[Detection annotation records]
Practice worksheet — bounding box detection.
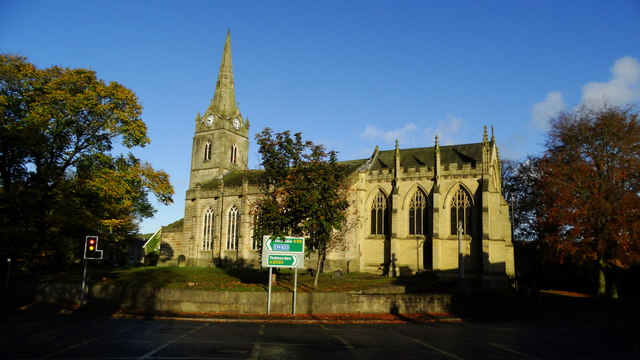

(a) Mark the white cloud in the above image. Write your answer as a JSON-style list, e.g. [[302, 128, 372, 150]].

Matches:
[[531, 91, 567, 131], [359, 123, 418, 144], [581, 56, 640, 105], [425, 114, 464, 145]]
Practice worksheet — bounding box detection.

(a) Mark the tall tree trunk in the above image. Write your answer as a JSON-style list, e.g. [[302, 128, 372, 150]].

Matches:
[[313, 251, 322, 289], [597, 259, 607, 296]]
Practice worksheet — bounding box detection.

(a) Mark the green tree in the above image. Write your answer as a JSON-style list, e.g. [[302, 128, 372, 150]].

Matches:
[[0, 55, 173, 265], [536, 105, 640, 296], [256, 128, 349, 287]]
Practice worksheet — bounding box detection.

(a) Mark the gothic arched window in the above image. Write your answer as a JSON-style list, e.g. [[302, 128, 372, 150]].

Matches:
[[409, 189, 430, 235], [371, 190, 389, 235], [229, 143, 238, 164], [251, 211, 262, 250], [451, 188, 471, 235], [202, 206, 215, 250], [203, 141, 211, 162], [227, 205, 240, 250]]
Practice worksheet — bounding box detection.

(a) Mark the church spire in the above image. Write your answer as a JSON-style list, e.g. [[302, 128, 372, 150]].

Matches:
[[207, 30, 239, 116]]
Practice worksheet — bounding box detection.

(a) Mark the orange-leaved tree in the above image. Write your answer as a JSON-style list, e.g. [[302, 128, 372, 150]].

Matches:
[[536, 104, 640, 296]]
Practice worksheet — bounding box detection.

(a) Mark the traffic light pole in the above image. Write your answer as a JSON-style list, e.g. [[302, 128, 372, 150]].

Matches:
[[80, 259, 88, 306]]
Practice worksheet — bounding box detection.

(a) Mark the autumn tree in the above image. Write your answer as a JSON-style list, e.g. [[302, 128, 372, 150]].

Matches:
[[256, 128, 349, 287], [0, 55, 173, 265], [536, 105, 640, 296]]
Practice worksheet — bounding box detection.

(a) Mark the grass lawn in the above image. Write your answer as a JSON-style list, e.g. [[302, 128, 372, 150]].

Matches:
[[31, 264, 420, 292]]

---

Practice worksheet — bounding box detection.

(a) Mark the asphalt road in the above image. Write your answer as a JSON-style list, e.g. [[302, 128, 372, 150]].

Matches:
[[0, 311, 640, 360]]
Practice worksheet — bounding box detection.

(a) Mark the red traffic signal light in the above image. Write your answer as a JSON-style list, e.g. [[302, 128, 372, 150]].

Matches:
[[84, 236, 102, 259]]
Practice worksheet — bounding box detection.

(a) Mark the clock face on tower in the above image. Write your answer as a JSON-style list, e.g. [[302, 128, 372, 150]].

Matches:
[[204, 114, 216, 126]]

* * *

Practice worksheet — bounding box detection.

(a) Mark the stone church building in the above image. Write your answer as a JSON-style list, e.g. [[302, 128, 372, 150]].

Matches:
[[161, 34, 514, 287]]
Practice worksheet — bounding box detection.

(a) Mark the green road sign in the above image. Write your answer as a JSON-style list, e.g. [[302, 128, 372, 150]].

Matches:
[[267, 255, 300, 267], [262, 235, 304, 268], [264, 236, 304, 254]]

> _Problem statement_
Identify each line in the data above that contains the word "road", matching case, and copy those lines.

> _Task response_
(a) Mark the asphalt road in the above image. Write your answer as a JSON-style list, e.g. [[302, 128, 372, 150]].
(a) Mark the green road sign in the above image. Write your answer as a JSON-style list, e.g. [[302, 128, 372, 150]].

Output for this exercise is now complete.